Your assignment:
Please retype every entry as written, and keep the pictures out.

══ Exercise data ══

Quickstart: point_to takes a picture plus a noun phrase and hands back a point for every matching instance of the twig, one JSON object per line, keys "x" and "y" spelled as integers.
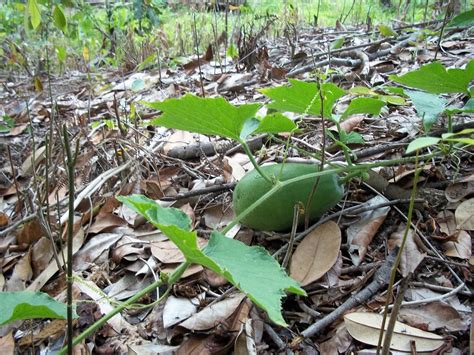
{"x": 453, "y": 292}
{"x": 380, "y": 280}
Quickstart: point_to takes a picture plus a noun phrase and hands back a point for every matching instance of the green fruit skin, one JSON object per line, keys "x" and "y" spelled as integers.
{"x": 276, "y": 213}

═══

Solved exercise:
Quickstart: point_to takes a picture plus a noun phrase and hands back a point for every matching instance of the twig, one JSON object per line, keys "x" and "y" spelled as integers.
{"x": 453, "y": 292}
{"x": 380, "y": 280}
Quickstart: point_to takes a picture plus a noun phrase and hands back a point for every matching instance of the green fruit skin, one JSON object per line, keys "x" and "y" spelled as integers.
{"x": 276, "y": 213}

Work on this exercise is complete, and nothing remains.